### Goal of the exercise:
Reproduce the listing below line for line, with no changes.

(Collected data)
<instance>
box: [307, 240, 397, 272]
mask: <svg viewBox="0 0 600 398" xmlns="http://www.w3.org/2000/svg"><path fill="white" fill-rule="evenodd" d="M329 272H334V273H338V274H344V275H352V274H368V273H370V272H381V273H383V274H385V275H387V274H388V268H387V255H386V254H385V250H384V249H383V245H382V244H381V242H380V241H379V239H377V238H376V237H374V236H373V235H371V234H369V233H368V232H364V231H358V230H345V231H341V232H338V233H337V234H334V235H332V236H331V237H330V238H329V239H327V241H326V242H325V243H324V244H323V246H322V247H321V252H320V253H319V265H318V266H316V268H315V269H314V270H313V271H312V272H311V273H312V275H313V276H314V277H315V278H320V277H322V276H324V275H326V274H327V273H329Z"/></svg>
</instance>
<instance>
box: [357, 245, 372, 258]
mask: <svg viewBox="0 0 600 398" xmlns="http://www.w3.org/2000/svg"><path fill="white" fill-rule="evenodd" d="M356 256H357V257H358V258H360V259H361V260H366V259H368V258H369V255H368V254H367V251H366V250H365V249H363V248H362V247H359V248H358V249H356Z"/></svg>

### Result:
<instance>
box: [307, 240, 397, 272]
mask: <svg viewBox="0 0 600 398" xmlns="http://www.w3.org/2000/svg"><path fill="white" fill-rule="evenodd" d="M329 272H334V273H338V274H344V275H352V274H368V273H370V272H381V273H383V274H385V275H387V274H388V268H387V255H386V254H385V250H384V249H383V245H382V244H381V242H380V241H379V239H377V238H376V237H374V236H373V235H371V234H369V233H368V232H364V231H358V230H345V231H341V232H338V233H337V234H334V235H332V236H331V237H330V238H329V239H327V241H326V242H325V243H324V244H323V246H322V247H321V252H320V253H319V265H318V266H316V268H315V269H314V270H313V271H312V272H311V273H312V275H313V276H314V277H315V278H320V277H322V276H324V275H326V274H327V273H329Z"/></svg>
</instance>
<instance>
box: [357, 245, 372, 258]
mask: <svg viewBox="0 0 600 398" xmlns="http://www.w3.org/2000/svg"><path fill="white" fill-rule="evenodd" d="M356 256H357V257H358V258H360V259H361V260H366V259H368V258H369V255H368V254H367V251H366V250H365V249H363V248H362V247H359V248H358V249H356Z"/></svg>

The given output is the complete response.